This repo includes a list of common performance pitfalls/optimizations. Some of these optimizations are automatically smoothed by Dolt. Some (like joins) occasionally require hand-tuning.
Every optimization has a companion benchmark implementation in this repo.
Benchmarks were run with Dolt 0.75.3
.
Table of Contents:
- Joins
- Decorrelate Subqueries
- Indexscan vs TableScan
- Covering Index Lookup
- Pushdown
- Pruning
- Text vs Varchar
The most significant performance choices for joins are:
- What strategy (physical operator) do we use to execute the join?
- What order do we join tables?
The examples below show how even with two tables, operator and order explain 10x complexity differences for the same query. It is important to keep in mind that join complexity scales with the number of tables in the join tree. A 10x perf hit for each of 4 tables in a join explodes a 10-second query into a 30-minute query.
The five join physical operators below implement the same logically equivalent join between two 100-row tables with 0-99 integer entries. Not every physical operator is available for every join. It is often possible to add indexes to support a particular join strategy.
BenchmarkJoinOp/inner_join-opt-12 63 17367096 ns/op
BenchmarkJoinOp/exists_subquery-opt-12 139 9470630 ns/op
BenchmarkJoinOp/lookup_join-opt-12 3631 321932 ns/op
BenchmarkJoinOp/hash_join-opt-12 5151 195707 ns/op
BenchmarkJoinOp/merge_join-opt-12 10000 112757 ns/op
The inner join is slowest because it forces us to read uv
100 times,
once for each row in xy
.
The exists subquery is similar to the inner join, where we will read uv
100 times for each xy
row. The difference here is that we will stop as
soon as we find a single match, rather than finishing scanning uv
. On
average we will stop after 50% of the table has been compared.
The lookup join is predictably fast, because we use an index to find
the matching uv.u
for a given xy.x
without reading any non-matching
rows.
The hash join is even faster because uv.u
is small, and the cost
of building a hash map in memory is less expensive than the lookup roundtrips
to disk.
Performing two interleaved table scans on xy
and uv
is
the fastest. The key here is to use the comparison direction on x = u
to always increment the smaller cursor. A merge join requires neither index
lookup machinery nor a hash map probe table. Lookups outperform merge joins
when reading the entire right table is expensive.
Inner join:
InnerJoin
├─ Eq
│ ├─ x:0!null
│ └─ u:2!null
├─ Table
│ ├─ name: xy
│ └─ columns: [x y z w]
└─ Table
├─ name: uv
└─ columns: [u v r s]
<=>
Filter
├─ EXISTS Subquery
│ ├─ cacheable: false
│ └─ Filter
│ ├─ (x = u)

■ **SHORT TASK**
Please pick up the Dolt join performance text and keep writing from its last line. The listing after this point has nothing to do with the Dolt join performance text.

■ **GIVEN DATA**
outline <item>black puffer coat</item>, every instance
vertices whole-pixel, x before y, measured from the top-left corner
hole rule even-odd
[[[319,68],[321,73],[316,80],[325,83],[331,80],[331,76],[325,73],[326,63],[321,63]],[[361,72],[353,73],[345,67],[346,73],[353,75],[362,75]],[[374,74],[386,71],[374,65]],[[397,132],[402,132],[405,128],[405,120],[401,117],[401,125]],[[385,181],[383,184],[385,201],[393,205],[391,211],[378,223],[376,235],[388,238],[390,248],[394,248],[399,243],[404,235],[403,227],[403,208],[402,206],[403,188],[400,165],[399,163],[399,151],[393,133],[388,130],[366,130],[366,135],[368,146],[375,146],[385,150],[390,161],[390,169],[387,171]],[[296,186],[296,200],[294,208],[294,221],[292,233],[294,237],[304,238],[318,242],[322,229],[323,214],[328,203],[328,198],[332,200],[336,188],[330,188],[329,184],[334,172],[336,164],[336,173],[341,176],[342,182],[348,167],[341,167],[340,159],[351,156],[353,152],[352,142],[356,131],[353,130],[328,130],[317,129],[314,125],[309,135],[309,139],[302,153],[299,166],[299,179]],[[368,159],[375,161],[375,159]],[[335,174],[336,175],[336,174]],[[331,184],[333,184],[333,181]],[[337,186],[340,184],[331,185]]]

■ **RESULT FOR THIS TASK**
│ └─ Table
│ └─ name: uv
└─ Table
├─ name: xy
└─ columns: [x y z w]
<=>
LookupJoin
├─ Eq
│ ├─ x:0!null
│ └─ u:2!null
├─ Table
│ ├─ name: xy
│ └─ columns: [x y z w]
└─ IndexedTableAccess(uv)
├─ index: [uv.u]
└─ columns: [u v r s]
<=>
HashJoin
├─ Eq
│ ├─ x:0!null
│ └─ u:2!null
├─ Table
│ ├─ name: xy
│ └─ columns: [x y z w]
└─ HashLookup
├─ source: x:0!null
├─ target: u:0!null
└─ CachedResults
└─ Table
├─ name: uv
└─ columns: [u v r s]
<=>
MergeJoin
├─ cmp: Eq
│ ├─ x:0!null
│ └─ u:2!null
├─ IndexedTableAccess(xy)
│ ├─ index: [xy.x]
│ ├─ static: [{[NULL, ∞)}]
│ └─ columns: [x y z w]
└─ IndexedTableAccess(uv)
├─ index: [uv.u]
├─ static: [{[NULL, ∞)}]
└─ columns: [u v r s]
In the example below, the tables have sizes xy: 1_000, uv: 10_000.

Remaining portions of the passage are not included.